++++ DATA SHOWN ++++

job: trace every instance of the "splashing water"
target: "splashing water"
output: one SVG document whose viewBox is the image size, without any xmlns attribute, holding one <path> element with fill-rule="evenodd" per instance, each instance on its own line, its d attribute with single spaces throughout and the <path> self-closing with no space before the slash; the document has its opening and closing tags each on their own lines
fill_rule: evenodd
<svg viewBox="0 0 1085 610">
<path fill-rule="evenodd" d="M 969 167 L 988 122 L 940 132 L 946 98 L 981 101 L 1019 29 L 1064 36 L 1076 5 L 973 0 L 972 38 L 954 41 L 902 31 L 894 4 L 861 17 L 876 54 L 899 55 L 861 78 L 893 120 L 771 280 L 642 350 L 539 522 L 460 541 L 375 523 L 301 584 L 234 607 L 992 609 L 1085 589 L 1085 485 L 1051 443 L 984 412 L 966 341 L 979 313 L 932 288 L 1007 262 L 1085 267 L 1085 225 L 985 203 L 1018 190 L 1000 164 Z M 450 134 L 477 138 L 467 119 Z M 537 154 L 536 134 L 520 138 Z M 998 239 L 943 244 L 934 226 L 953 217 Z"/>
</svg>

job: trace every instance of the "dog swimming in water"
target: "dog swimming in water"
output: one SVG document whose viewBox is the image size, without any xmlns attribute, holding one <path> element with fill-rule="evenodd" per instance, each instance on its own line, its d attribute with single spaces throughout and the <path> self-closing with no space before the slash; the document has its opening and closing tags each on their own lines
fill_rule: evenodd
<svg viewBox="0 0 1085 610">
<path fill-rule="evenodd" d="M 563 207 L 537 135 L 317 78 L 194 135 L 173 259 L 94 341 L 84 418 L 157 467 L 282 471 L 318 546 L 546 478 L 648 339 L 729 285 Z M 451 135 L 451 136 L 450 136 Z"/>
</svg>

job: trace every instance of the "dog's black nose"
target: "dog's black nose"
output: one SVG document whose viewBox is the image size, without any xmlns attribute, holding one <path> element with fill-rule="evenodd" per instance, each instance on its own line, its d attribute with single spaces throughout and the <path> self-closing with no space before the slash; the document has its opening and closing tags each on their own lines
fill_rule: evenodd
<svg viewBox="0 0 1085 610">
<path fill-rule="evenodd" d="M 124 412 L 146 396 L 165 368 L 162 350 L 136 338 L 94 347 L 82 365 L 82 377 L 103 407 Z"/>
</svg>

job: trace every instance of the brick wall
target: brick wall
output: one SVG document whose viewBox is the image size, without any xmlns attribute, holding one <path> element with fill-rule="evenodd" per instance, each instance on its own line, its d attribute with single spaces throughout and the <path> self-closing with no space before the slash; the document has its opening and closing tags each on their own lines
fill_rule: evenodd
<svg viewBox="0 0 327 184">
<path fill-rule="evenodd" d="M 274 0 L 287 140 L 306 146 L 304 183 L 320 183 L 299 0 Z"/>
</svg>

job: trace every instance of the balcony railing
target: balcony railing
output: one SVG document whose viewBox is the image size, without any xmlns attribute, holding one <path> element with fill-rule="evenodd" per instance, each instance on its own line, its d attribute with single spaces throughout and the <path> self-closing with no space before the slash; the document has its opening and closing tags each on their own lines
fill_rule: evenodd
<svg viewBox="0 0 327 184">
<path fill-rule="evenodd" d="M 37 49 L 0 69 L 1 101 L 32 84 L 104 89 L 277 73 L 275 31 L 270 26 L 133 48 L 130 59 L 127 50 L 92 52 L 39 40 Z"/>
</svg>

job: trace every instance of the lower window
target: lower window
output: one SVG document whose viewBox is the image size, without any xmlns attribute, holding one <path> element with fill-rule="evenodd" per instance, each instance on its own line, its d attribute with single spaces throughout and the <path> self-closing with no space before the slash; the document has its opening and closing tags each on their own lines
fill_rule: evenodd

++++

*EXERCISE*. Write out every line of the records above as a numbered list, omitting the blank lines.

*COMPLETE RESPONSE*.
1. job: trace every instance of the "splashing water"
2. target: "splashing water"
3. output: one SVG document whose viewBox is the image size, without any xmlns attribute, holding one <path> element with fill-rule="evenodd" per instance, each instance on its own line, its d attribute with single spaces throughout and the <path> self-closing with no space before the slash; the document has its opening and closing tags each on their own lines
4. fill_rule: evenodd
5. <svg viewBox="0 0 1085 610">
6. <path fill-rule="evenodd" d="M 969 167 L 988 122 L 940 132 L 946 98 L 981 101 L 1019 29 L 1064 36 L 1076 5 L 973 0 L 972 38 L 954 41 L 902 31 L 894 4 L 861 17 L 876 54 L 899 55 L 861 78 L 893 120 L 771 280 L 642 350 L 539 522 L 460 541 L 375 523 L 301 584 L 234 607 L 992 609 L 1085 589 L 1085 485 L 1051 443 L 984 412 L 966 341 L 979 313 L 932 288 L 1007 262 L 1085 267 L 1085 225 L 985 203 L 1018 190 L 1000 164 Z M 450 134 L 477 138 L 467 119 Z M 537 154 L 536 134 L 520 138 Z M 998 239 L 943 244 L 934 226 L 953 217 Z"/>
7. </svg>
8. job: trace every instance of the "dog swimming in water"
9. target: "dog swimming in water"
10. output: one SVG document whose viewBox is the image size, without any xmlns attribute, holding one <path> element with fill-rule="evenodd" per instance, each instance on its own line, its d attribute with single spaces throughout and the <path> self-closing with no space before the slash; the document has its opening and closing tags each on their own lines
11. fill_rule: evenodd
12. <svg viewBox="0 0 1085 610">
13. <path fill-rule="evenodd" d="M 563 207 L 537 135 L 317 78 L 194 135 L 173 259 L 94 341 L 84 418 L 157 467 L 282 471 L 318 546 L 546 478 L 648 339 L 729 285 Z M 451 135 L 451 136 L 450 136 Z"/>
14. </svg>
15. job: trace every instance of the "dog's black nose"
16. target: "dog's black nose"
17. output: one SVG document whose viewBox is the image size, without any xmlns attribute, holding one <path> element with fill-rule="evenodd" per instance, each instance on its own line, its d attribute with single spaces throughout and the <path> self-closing with no space before the slash; the document has its opening and closing tags each on their own lines
18. fill_rule: evenodd
19. <svg viewBox="0 0 1085 610">
20. <path fill-rule="evenodd" d="M 124 412 L 146 396 L 165 368 L 162 350 L 136 338 L 94 347 L 82 365 L 82 377 L 103 407 Z"/>
21. </svg>
22. job: trace every instance of the brick wall
23. target: brick wall
24. output: one SVG document whose viewBox is the image size, without any xmlns attribute, holding one <path> element with fill-rule="evenodd" per instance, each instance on its own line, its d attribute with single spaces throughout and the <path> self-closing with no space before the slash; the document has its opening and closing tags each on their own lines
25. fill_rule: evenodd
26. <svg viewBox="0 0 327 184">
27. <path fill-rule="evenodd" d="M 274 0 L 287 140 L 306 146 L 304 183 L 320 183 L 299 0 Z"/>
28. </svg>
29. job: trace every instance of the balcony railing
30. target: balcony railing
31. output: one SVG document whose viewBox is the image size, without any xmlns attribute, holding one <path> element with fill-rule="evenodd" per instance, each instance on its own line, its d attribute with single spaces throughout and the <path> self-closing with no space before the slash; the document has its opening and closing tags each on their own lines
32. fill_rule: evenodd
33. <svg viewBox="0 0 327 184">
34. <path fill-rule="evenodd" d="M 37 49 L 0 69 L 1 101 L 32 84 L 104 89 L 277 73 L 275 31 L 270 26 L 133 48 L 130 59 L 127 50 L 92 52 L 39 40 Z"/>
35. </svg>
36. job: trace every instance of the lower window
37. target: lower window
38. output: one SVG document whose viewBox is the image size, without any xmlns attribute, holding one <path> element with fill-rule="evenodd" per instance, each instance on its own line, its d attribute with single spaces throughout and the <path> self-closing with no space before the slash; the document has its opening and closing tags each on their own lines
39. fill_rule: evenodd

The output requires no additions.